Requirement: Please gather every line of the data below that contains the word "marking", and copy each of those lines out. Case counts.

>> begin

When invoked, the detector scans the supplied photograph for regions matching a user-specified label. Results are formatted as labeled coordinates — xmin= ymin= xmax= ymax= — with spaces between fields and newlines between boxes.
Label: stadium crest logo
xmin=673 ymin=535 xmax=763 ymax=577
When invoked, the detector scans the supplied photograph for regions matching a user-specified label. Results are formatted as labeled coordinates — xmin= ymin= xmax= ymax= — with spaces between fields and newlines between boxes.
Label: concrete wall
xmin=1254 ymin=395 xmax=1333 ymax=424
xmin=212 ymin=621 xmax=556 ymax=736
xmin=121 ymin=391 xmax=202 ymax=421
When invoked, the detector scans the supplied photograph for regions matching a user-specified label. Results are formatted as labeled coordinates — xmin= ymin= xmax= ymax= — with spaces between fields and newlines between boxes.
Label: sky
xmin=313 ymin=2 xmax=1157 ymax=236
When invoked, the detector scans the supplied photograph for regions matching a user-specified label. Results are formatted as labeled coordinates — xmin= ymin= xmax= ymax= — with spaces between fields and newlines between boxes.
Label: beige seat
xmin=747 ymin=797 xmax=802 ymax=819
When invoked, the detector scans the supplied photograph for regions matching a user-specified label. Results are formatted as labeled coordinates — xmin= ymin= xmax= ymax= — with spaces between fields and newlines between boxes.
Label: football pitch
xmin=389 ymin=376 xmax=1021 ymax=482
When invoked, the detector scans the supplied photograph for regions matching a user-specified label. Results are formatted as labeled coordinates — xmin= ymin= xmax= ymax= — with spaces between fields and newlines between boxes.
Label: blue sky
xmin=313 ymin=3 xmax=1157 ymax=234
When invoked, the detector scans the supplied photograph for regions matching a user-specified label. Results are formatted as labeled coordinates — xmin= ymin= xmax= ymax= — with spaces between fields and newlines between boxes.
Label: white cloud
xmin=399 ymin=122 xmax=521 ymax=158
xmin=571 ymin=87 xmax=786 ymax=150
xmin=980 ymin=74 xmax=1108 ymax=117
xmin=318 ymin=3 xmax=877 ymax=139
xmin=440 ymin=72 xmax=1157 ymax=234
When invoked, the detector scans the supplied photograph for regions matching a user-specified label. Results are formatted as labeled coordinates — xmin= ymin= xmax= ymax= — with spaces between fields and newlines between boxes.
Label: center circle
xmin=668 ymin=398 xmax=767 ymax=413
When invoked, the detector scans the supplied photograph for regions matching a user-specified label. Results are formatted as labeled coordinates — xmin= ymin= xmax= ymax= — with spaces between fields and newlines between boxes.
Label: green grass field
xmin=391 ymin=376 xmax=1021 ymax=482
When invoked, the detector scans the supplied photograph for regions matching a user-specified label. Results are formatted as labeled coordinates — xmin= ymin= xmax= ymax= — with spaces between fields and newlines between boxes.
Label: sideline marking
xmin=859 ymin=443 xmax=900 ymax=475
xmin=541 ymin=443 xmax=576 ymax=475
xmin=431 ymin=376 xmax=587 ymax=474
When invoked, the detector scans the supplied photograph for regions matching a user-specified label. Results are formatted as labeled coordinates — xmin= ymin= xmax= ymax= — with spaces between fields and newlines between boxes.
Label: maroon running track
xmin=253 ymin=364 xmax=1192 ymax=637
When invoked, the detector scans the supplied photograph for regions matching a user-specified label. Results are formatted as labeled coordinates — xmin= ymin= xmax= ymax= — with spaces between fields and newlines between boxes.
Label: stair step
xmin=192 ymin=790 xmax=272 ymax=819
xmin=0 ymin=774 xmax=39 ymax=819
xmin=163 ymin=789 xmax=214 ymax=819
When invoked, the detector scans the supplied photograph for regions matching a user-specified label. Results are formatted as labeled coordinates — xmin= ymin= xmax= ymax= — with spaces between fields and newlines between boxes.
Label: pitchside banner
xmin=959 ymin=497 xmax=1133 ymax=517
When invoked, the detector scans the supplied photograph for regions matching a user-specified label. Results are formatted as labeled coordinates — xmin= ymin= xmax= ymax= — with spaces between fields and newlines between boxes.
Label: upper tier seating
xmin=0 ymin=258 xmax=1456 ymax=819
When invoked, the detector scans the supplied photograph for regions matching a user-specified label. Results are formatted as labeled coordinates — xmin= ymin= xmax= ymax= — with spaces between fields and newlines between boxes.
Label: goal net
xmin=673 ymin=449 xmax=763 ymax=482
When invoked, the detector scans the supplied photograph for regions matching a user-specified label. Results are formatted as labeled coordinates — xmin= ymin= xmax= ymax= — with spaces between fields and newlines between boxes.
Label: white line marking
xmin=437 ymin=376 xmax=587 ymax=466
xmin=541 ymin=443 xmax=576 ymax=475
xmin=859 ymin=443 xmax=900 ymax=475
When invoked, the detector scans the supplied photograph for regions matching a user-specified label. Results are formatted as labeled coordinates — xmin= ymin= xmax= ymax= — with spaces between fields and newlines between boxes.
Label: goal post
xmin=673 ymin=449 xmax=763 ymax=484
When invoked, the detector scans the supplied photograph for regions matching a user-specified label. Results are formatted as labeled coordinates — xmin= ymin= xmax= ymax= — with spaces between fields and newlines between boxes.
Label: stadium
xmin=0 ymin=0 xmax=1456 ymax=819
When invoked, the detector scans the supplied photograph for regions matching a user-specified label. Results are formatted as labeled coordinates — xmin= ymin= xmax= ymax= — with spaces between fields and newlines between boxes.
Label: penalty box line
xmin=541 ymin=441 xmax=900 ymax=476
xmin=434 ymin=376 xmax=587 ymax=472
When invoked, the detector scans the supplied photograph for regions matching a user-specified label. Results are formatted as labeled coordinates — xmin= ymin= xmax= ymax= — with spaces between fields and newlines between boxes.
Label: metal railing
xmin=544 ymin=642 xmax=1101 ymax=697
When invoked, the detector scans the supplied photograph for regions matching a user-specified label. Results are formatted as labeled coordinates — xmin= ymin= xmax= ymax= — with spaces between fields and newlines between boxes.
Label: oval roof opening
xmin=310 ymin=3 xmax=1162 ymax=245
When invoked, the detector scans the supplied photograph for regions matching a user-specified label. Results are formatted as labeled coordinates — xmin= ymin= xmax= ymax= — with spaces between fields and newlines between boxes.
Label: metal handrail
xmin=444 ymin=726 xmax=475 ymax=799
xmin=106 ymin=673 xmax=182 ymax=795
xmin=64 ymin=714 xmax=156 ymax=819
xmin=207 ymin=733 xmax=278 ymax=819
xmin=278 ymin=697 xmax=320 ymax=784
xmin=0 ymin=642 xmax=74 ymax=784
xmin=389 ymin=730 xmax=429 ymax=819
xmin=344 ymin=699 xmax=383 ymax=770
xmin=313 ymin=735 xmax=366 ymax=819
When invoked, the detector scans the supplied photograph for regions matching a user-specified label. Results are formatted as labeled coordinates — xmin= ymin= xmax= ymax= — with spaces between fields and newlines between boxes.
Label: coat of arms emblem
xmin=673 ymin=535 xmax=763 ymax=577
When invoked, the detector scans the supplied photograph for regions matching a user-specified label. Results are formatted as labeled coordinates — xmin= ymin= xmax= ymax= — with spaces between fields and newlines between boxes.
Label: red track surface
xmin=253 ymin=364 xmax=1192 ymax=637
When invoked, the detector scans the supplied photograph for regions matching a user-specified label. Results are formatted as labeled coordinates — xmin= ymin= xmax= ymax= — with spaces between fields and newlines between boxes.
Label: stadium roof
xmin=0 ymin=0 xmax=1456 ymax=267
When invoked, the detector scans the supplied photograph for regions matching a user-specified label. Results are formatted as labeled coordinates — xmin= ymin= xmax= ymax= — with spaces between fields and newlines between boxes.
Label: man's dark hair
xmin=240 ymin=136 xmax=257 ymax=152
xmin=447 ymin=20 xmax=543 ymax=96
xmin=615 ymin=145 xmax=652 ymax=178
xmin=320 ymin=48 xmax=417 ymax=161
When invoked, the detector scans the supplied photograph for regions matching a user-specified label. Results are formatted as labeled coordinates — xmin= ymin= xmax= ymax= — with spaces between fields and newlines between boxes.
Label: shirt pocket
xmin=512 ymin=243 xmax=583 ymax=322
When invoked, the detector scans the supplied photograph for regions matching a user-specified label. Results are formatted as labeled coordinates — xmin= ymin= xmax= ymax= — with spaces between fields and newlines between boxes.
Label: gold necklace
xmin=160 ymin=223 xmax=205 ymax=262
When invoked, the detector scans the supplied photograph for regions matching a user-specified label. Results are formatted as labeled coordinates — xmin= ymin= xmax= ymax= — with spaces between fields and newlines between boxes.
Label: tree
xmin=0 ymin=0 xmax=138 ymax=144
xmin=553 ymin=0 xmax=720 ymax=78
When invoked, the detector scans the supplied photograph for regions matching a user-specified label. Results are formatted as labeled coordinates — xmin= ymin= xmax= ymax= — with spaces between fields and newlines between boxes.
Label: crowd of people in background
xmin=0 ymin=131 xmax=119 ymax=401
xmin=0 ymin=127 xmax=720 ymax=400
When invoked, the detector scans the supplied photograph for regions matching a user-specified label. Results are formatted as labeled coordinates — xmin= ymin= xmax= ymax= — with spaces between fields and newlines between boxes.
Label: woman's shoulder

>> end

Output:
Label: sideline marking
Label: white line marking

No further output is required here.